No, It's Post-Cultural, Says Penn State Professor

May 8, 2000
University Park, Pa. - You probably think the United States is a multicultural society, a big spicy stew of distinct cultures all simmering together and contributing different flavors to the mix: African Americans, Hispanics, Asian/Pacific Islanders, native Americans, descendants of immigrants from Western Europe, Democrats and Republicans (and Independents and Libertarians), straights and gays (and transgendered people), radical leftists and the religious right, to name just a few.

Nope, sorry, you're wrong.

Penn State English professor Christopher Clausen argues in a new book that the United States has become the world's first post-cultural society. By that Clausen means that America has "neither one single dominant culture nor a number of smaller ones, only an unsettling mixture of freedom and nostalgia."

A keen observer of U.S. politics and society, Clausen says that contemporary America is "a society existing after the death of cultures." His new book, "Faded Mosaic: The Emergence of Post-Cultural America," is being published by Ivan R. Dee this month.
════
- _TASKS TO PERFORM_
- A) Shorten the paragraph of the article on post-cultural America that begins "Penn State English professor Christopher Clausen," keeping its main facts.
- B) Answer these questions from the article on post-cultural America:
(i) On what date is the article dated?
(ii) Which publisher is bringing out Clausen's new book?
(iii) How does Clausen describe contemporary America in the final paragraph?
- C) Continue the article on post-cultural America from its last sentence.
The records have no connection to the article on post-cultural America.
════
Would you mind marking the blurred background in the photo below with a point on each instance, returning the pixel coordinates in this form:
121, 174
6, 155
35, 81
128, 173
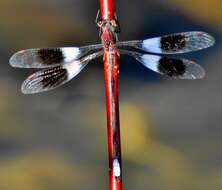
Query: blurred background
171, 129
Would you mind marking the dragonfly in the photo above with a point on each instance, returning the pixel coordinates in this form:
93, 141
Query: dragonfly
60, 65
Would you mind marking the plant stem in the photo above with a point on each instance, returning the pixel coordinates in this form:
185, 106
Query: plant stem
111, 73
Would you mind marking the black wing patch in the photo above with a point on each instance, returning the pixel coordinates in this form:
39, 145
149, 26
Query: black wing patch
173, 43
172, 67
45, 80
50, 56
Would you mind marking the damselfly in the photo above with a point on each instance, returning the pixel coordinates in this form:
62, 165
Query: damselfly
60, 65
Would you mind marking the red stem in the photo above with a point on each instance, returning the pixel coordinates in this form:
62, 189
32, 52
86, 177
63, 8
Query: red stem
111, 73
106, 9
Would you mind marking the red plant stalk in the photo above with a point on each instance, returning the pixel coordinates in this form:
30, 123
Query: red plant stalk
111, 72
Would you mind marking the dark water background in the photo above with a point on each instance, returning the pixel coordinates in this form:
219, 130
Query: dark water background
171, 129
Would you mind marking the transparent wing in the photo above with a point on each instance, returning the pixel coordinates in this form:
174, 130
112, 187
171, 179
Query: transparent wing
54, 77
175, 68
49, 57
173, 43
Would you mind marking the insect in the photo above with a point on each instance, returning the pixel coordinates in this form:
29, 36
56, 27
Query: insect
60, 65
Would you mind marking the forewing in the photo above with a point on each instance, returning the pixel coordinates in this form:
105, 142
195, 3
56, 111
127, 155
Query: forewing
54, 77
175, 68
173, 43
49, 57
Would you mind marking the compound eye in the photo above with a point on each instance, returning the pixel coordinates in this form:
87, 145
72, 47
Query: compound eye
114, 23
100, 23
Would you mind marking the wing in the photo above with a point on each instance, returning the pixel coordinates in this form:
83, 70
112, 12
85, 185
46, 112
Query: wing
173, 43
54, 77
49, 57
175, 68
════
- _RESPONSES IN ORDER_
- A) In a new book, Penn State English professor Christopher Clausen argues that the United States is the world's first post-cultural society, with "neither one single dominant culture nor a number of smaller ones, only an unsettling mixture of freedom and nostalgia."

- B)
(i) May 8, 2000
(ii) Ivan R. Dee
(iii) As "a society existing after the death of cultures."

- C)
In "Faded Mosaic," Clausen says that America no longer has a single dominant culture that bestows on people a stable identity - or sets limits on their thoughts and behavior - as traditional cultures once did. On that point Clausen agrees with multiculturalists. But Clausen goes on to say that America's subcultures -- which multiculturalists would say are thriving after centuries of suppression -- are equally powerless.

America was once billed as a great "melting pot" that mixed together a great number of cultures and created one out of many, and for a time that was true, Clausen says. "Under the original idea of America as a melting pot, all the cultures were melted down into one," he says. "But now they've been melted down into none - and that's what I call post-culturalism."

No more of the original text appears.